Given task:
Copy the records below exactly, from the line containing "of the leafy" through the last line, and leave out every picture.

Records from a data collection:
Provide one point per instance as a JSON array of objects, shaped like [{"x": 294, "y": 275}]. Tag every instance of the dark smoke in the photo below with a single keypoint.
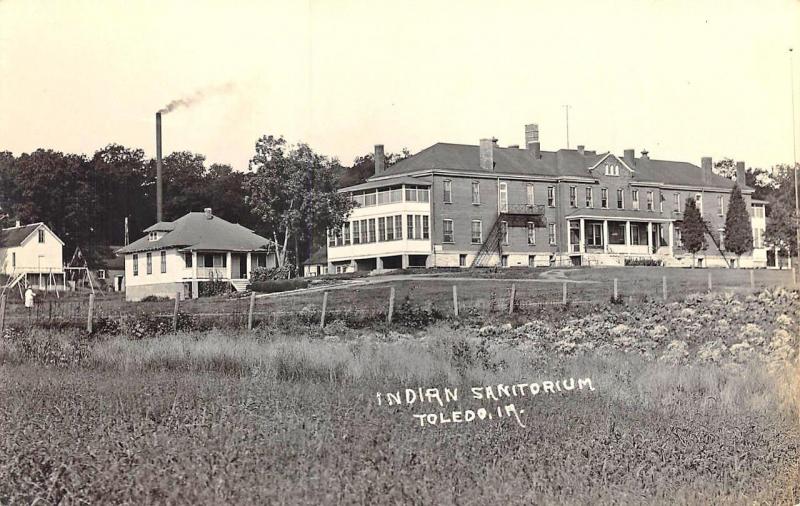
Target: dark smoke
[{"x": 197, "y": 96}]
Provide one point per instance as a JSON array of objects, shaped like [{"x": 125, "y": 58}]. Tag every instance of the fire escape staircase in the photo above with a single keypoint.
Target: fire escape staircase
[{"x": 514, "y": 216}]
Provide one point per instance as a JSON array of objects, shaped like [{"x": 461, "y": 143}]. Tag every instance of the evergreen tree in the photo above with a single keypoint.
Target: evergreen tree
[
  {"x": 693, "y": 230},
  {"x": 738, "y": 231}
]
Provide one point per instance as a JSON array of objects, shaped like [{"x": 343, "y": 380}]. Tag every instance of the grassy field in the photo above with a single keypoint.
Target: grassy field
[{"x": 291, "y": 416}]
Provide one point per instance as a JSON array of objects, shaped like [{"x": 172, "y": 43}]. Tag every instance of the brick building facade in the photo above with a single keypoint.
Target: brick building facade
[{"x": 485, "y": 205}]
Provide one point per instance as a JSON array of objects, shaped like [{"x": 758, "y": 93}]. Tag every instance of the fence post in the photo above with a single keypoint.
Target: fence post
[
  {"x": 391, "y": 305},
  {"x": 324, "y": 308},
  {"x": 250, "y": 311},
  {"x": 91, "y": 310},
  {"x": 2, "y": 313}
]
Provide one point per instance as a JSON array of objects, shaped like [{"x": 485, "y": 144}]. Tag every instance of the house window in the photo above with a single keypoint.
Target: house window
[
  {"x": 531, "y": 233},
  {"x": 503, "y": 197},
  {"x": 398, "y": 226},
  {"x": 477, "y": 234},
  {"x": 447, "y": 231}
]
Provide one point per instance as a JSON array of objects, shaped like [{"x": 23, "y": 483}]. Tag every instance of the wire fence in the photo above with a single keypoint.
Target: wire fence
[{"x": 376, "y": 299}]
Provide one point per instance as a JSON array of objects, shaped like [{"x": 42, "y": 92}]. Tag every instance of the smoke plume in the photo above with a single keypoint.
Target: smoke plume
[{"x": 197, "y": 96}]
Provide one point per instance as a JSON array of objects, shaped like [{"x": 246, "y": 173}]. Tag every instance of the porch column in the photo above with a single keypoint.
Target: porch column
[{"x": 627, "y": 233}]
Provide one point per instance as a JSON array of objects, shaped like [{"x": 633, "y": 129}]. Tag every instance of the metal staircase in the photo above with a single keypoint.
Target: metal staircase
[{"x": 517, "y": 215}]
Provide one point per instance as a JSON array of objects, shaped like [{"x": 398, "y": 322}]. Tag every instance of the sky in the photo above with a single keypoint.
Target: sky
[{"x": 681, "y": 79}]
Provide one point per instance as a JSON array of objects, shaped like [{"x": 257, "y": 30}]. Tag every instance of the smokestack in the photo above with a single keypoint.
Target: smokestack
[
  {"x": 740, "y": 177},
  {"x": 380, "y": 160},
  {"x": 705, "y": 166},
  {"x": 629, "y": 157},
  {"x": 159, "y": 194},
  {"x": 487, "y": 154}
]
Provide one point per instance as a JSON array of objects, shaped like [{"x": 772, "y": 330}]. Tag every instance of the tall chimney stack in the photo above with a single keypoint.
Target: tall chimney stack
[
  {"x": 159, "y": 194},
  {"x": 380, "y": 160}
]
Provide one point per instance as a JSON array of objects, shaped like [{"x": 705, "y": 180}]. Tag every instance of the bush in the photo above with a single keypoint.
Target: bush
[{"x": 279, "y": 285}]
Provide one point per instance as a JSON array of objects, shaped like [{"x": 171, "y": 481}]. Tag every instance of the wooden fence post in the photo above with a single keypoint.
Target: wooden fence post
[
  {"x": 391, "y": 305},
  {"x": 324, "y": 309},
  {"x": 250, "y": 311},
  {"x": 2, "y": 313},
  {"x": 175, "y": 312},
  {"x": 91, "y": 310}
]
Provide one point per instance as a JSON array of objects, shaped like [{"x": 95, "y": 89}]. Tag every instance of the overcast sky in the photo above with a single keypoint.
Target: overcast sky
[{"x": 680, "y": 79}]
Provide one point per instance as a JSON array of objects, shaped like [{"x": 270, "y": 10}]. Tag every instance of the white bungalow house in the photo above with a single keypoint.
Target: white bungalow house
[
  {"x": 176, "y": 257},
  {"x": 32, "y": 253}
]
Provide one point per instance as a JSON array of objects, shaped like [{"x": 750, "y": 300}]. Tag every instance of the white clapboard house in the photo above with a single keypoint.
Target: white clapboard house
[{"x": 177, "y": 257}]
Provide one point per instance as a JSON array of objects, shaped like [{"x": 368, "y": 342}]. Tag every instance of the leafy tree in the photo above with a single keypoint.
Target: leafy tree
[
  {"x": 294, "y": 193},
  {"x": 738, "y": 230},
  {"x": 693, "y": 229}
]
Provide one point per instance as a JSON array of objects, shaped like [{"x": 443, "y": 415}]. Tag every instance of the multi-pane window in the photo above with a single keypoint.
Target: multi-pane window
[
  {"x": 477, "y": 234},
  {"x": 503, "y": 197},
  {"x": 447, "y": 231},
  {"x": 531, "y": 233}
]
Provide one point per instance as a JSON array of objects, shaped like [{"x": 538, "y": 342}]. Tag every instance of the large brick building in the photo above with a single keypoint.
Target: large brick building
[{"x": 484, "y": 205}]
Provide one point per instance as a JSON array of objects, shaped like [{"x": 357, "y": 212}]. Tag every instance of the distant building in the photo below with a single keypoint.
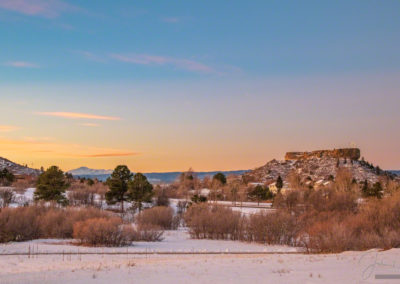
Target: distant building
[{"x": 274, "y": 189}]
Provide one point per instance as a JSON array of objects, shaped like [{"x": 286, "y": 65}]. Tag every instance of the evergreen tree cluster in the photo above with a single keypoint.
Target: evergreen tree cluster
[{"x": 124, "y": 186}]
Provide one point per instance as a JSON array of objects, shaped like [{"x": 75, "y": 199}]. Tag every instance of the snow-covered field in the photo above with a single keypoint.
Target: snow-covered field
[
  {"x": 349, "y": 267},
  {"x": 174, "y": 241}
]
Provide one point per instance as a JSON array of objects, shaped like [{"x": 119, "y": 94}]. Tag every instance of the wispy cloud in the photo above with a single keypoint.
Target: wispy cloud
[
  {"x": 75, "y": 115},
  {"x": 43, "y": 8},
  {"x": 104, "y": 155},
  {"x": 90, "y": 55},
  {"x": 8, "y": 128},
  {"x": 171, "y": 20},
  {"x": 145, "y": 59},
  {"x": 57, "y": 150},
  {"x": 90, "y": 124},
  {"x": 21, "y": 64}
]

Completed task:
Provide one point per instance as a JSON array of objects, shaped like [{"x": 368, "y": 342}]. Tag every instance of the leafy tree in the photo above with a single keypoint.
Target: leafy tree
[
  {"x": 294, "y": 193},
  {"x": 738, "y": 230},
  {"x": 693, "y": 229}
]
Provide one point per instance as a JSON array of objects, shaped like [{"x": 443, "y": 415}]. Tag every instance of the multi-pane window in the photo above with a single keypoint.
Target: multi-pane window
[
  {"x": 477, "y": 234},
  {"x": 503, "y": 197},
  {"x": 447, "y": 231},
  {"x": 531, "y": 233}
]
Provide one point per instance as a JSON array of objects, shaped like [{"x": 538, "y": 342}]. Tag every instance of the large brick building in the photo above with a single keypoint.
Target: large brick building
[{"x": 484, "y": 205}]
Provide one point per instance as a JSON array of objects, shaped like [{"x": 357, "y": 212}]. Tag every instance of the distant building in the photo below with a single keypoint.
Target: distant building
[{"x": 274, "y": 189}]
Provide one point per instance as a JSON array of objects, shaped like [{"x": 286, "y": 65}]. Tag every instance of the evergreen tree cluster in the photo above with a single keypoint.
Target: evergreen tree cluster
[{"x": 124, "y": 186}]
Provide one point per instance as a JSON array of objects, shaped like [{"x": 75, "y": 199}]. Tag every instance of the snow-covered field in the photo above with a single keypoint.
Target: snow-covered field
[
  {"x": 349, "y": 267},
  {"x": 174, "y": 241}
]
Provide one point per instance as a JSON array of objects, shaped like [{"x": 119, "y": 94}]. Tag every instance of the wispy cloud in the photo above with a single keypoint.
Target: wispy cloud
[
  {"x": 75, "y": 115},
  {"x": 43, "y": 8},
  {"x": 104, "y": 155},
  {"x": 90, "y": 55},
  {"x": 8, "y": 128},
  {"x": 171, "y": 20},
  {"x": 145, "y": 59},
  {"x": 57, "y": 150},
  {"x": 90, "y": 124},
  {"x": 21, "y": 64}
]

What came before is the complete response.